◆ Data to process:
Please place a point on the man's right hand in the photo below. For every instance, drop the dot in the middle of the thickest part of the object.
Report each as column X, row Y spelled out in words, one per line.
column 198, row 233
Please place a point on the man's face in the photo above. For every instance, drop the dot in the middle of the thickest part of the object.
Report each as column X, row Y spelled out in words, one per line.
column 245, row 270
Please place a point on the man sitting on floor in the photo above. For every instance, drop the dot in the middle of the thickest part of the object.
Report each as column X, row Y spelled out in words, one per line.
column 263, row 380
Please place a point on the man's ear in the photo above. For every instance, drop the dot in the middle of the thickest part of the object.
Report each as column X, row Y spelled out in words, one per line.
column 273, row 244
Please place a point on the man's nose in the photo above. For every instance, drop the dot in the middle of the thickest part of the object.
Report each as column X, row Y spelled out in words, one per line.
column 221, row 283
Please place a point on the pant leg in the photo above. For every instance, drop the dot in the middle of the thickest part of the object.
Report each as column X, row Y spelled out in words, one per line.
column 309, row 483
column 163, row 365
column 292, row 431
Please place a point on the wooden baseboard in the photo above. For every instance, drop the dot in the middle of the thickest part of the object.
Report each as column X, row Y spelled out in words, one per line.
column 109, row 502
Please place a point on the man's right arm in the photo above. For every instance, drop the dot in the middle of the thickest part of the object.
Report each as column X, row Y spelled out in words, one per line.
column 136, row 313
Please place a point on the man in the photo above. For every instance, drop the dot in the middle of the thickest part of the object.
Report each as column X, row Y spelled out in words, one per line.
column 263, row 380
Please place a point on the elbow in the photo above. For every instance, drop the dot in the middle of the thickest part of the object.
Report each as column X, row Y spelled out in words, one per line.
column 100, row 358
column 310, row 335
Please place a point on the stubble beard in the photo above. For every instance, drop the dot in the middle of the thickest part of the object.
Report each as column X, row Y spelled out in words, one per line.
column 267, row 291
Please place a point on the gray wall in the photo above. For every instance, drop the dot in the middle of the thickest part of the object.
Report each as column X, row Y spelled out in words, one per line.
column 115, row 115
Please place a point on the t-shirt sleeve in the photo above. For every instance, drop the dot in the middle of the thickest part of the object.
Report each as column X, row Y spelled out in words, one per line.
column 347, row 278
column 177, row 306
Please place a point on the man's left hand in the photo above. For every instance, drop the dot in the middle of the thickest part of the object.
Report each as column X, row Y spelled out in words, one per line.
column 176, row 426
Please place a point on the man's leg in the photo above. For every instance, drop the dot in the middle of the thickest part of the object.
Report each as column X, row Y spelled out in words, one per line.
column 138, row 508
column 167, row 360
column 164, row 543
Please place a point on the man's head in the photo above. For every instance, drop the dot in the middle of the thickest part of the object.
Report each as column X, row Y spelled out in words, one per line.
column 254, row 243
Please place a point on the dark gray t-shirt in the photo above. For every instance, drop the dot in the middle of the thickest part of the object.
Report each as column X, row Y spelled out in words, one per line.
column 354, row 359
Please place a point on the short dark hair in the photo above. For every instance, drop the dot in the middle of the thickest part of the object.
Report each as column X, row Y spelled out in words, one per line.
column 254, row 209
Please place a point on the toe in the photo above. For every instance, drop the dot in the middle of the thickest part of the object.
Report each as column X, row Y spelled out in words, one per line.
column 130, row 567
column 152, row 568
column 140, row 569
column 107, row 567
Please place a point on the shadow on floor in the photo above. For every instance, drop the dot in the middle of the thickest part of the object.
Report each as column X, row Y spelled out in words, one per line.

◆ Your task:
Put the lines from the one containing "Please place a point on the shadow" through the end of the items into a numbered list, omitting blank lines.

◆ Response to the task:
1. Please place a point on the shadow on floor in the photo above. For every instance, drop the dot in the middle of the thickest part of the object.
2. Report each as column X, row Y spelled out in words, one per line.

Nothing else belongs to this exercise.